Problem 1 >>
In the text on reheating ribs, rewrite the part that starts with "Regardless of whichever" and ends with "into the ribs.", changing "meat thermometer" to "food thermometer".
Problem 2 >>
According to the text on reheating ribs, what is the minimum safe internal temperature for reheated ribs?

─── Source extract ───

A couple of days ago, you had some great ribs that were either smoked, grilled, or cooked in some other way that you really enjoyed. It sated your taste buds, but the next day your stomach calls for the leftovers. All that needs to be done is to reheat them. But what is the best way to safely do this while preserving its flavor?
The best way to reheat your ribs is in the oven at 350 degrees for 20 minutes. This will keep them juicy and tender if done correctly. It is important to not reheat the ribs improperly so that they don’t become dry. They can also be reheated over the grill or the stove.
It may be as simple as it sounds, but there are always some tips and tricks which can be used to make the process easier. Plus I will be giving instructions into reheating over the grill as well as the stove for personal preference and accessibility.
Regardless of whichever method you use to heat your ribs again, they should be at least 155 degrees Fahrenheit as an internal temperature to be safe. Any temperature below this will allow bacteria to still thrive which can become harmful if eaten and digested. 155 degrees Fahrenheit is the minimum temperature, though I wouldn’t get any higher than 170 degrees as that may dry out the meat too much. This temperature can be tested by sticking a meat thermometer into the ribs.
Reheating In The Oven
The oven is the most reliable and accurate way to reheat the ribs and will give the best results, when done properly. Knowing how to defrost and re-heat them right will give you the best flavor, and will prevent you from drying out the meat. Nobody wants a dried-out steak!
The first step would be to get the ribs out of the fridge. Hopefully, they are not still frozen, but if you’re taking them out of the freezer, they need to be thawed in the fridge before you put them into the oven. Allowing them to thaw first will help them retain their juices. Once they’re thawed wrap them in tin foil, then place them in a pan. Wrapping them in tin foil will help keep the juices in, preventing them from evaporating.

─── Information supplied ───

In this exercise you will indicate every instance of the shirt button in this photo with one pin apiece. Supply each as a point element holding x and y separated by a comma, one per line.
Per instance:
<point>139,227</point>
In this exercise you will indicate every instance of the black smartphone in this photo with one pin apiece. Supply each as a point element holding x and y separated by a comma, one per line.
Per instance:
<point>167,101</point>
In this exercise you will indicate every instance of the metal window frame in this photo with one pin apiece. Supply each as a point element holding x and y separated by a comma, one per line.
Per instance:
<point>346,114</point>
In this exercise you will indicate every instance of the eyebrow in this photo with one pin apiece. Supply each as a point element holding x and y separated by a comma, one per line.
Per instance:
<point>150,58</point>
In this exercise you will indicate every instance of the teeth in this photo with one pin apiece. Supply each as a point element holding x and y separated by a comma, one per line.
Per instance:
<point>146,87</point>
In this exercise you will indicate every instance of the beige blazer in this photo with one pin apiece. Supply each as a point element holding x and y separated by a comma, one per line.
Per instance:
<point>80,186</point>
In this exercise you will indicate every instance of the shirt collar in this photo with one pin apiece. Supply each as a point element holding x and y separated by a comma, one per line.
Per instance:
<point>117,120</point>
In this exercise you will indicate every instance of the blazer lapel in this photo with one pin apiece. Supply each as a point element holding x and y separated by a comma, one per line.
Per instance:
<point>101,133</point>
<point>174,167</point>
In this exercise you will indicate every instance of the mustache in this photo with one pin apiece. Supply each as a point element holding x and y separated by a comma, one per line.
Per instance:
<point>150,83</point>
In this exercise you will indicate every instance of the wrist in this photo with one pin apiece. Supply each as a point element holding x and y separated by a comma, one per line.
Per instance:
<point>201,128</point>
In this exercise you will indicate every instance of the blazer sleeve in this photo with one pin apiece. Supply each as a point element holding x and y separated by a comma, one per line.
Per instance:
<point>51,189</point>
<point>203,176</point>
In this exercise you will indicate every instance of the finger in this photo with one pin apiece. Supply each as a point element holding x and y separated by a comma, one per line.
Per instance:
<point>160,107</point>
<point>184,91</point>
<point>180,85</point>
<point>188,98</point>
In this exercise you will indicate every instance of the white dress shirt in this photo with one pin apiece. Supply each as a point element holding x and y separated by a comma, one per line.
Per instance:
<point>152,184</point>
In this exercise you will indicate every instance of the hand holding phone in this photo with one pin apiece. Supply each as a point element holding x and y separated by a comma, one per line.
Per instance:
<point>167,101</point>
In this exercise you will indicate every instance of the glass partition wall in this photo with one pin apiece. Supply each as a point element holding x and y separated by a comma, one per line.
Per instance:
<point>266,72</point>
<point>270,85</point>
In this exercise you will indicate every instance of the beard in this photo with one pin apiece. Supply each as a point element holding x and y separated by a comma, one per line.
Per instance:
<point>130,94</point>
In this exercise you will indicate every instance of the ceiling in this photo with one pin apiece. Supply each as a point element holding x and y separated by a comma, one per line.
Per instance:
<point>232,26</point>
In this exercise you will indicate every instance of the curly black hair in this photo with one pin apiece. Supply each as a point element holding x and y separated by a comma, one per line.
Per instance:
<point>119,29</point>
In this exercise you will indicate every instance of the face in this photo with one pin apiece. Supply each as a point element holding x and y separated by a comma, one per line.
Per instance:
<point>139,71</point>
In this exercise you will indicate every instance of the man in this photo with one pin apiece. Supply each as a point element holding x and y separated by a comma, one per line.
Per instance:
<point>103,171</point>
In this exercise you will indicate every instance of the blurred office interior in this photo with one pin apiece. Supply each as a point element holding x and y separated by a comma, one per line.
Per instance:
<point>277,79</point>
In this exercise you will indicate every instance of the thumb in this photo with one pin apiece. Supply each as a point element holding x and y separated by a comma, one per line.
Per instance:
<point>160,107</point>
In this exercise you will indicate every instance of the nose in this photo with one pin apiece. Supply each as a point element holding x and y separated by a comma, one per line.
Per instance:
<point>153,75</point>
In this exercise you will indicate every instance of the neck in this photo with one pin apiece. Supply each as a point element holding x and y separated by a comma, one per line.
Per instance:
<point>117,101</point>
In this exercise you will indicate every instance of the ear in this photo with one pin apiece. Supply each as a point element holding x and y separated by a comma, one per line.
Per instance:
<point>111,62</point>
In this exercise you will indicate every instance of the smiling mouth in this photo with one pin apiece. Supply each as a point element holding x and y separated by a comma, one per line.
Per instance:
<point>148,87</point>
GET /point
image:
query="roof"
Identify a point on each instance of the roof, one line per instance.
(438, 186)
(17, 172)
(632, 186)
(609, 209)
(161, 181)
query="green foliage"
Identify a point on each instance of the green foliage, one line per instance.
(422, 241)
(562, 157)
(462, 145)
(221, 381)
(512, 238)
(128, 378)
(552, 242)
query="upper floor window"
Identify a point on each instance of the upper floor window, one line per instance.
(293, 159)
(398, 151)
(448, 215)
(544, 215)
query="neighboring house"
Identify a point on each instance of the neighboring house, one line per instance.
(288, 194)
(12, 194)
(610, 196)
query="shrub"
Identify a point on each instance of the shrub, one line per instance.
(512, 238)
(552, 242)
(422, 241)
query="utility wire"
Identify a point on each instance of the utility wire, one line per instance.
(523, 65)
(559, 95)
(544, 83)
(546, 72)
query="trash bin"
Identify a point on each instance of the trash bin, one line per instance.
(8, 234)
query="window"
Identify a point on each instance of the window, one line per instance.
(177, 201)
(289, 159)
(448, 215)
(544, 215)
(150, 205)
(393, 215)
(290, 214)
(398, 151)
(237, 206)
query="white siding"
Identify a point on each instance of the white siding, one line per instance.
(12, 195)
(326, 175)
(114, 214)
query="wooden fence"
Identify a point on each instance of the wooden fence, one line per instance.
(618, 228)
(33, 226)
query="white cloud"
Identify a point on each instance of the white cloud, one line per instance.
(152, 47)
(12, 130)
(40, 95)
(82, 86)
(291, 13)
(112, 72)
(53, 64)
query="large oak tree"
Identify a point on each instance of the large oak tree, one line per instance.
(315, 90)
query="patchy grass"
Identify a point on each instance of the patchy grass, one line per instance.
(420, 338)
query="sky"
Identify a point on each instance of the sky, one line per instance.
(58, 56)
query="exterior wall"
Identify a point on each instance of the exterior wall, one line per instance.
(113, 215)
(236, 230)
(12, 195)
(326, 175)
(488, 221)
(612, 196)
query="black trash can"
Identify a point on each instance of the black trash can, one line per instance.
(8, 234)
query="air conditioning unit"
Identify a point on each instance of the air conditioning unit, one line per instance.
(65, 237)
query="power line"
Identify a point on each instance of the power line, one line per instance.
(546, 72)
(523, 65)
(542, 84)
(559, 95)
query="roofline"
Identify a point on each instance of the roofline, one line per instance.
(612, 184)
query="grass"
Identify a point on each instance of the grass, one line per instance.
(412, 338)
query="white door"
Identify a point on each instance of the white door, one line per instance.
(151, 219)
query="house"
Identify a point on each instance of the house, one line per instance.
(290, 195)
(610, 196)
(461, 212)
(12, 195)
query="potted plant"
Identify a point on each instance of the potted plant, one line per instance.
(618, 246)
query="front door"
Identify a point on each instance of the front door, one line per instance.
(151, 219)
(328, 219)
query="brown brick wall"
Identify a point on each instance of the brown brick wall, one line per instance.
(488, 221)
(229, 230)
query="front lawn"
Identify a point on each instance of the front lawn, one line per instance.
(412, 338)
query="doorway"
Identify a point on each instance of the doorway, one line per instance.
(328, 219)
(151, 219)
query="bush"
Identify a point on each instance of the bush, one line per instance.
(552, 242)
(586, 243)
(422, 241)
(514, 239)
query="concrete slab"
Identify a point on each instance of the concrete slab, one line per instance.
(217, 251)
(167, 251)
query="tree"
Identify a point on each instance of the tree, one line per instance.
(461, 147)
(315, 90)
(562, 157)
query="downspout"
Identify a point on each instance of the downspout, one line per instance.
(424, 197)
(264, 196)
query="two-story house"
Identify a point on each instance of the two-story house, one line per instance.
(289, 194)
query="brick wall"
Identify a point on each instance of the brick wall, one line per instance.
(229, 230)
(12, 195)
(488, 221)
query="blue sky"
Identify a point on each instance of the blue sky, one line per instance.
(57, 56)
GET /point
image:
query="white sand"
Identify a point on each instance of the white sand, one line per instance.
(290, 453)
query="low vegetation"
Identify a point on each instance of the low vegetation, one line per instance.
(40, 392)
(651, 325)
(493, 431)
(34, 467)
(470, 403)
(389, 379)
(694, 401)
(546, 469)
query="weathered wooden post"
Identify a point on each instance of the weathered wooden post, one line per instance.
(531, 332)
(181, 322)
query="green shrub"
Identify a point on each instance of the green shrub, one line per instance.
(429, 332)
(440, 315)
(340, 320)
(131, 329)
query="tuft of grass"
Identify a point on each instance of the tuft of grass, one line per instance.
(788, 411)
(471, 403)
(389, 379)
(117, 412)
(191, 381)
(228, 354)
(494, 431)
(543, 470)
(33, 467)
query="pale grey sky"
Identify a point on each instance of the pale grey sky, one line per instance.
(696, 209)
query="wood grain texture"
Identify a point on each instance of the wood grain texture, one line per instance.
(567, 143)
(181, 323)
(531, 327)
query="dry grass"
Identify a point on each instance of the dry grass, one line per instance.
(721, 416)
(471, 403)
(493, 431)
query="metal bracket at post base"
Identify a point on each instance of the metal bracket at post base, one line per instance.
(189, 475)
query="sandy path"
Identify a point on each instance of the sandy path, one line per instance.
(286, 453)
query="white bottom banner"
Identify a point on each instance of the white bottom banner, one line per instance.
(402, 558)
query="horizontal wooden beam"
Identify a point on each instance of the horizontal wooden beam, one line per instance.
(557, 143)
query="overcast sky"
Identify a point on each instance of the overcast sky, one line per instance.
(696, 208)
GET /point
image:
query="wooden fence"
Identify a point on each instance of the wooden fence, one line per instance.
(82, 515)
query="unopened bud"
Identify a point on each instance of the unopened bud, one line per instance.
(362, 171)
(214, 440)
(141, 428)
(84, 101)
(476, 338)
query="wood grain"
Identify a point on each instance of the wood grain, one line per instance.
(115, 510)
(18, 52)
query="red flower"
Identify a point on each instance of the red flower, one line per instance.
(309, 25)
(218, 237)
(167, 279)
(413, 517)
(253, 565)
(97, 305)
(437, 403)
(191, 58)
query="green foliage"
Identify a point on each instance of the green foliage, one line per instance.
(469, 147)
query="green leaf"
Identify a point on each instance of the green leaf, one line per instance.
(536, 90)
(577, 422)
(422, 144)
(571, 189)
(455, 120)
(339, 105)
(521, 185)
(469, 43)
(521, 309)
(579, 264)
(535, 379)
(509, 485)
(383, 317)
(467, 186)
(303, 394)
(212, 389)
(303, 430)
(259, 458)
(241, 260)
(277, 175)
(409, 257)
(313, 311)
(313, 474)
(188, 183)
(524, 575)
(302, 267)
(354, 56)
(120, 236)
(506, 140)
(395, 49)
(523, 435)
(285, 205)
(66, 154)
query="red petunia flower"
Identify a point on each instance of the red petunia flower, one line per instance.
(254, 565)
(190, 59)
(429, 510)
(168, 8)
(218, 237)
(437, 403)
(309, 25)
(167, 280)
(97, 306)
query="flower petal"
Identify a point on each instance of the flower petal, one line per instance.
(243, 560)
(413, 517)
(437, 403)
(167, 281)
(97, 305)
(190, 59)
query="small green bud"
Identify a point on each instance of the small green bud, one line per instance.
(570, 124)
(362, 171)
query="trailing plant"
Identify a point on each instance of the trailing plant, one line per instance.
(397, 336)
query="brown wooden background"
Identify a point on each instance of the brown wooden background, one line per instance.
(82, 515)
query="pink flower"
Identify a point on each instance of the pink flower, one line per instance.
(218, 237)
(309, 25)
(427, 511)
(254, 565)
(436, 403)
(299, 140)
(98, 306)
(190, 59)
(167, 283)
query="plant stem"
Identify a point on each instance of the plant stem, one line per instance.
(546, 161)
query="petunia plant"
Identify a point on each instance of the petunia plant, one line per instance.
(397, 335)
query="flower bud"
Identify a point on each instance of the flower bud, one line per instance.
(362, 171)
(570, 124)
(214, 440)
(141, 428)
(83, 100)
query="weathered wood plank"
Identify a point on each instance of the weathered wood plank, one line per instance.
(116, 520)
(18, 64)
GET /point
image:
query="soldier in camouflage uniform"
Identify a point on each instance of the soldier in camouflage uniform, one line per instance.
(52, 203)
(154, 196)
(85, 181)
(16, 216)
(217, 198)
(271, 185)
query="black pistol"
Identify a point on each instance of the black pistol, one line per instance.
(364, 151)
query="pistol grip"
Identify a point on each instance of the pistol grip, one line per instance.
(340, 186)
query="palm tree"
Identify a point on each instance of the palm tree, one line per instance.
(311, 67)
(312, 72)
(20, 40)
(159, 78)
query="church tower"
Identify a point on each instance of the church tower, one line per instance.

───

Answer box 1 >>
Regardless of whichever method you use to heat your ribs again, they should be at least 155 degrees Fahrenheit as an internal temperature to be safe. Any temperature below this will allow bacteria to still thrive which can become harmful if eaten and digested. 155 degrees Fahrenheit is the minimum temperature, though I wouldn’t get any higher than 170 degrees as that may dry out the meat too much. This temperature can be tested by sticking a food thermometer into the ribs.

Answer box 2 >>
At least 155 degrees Fahrenheit.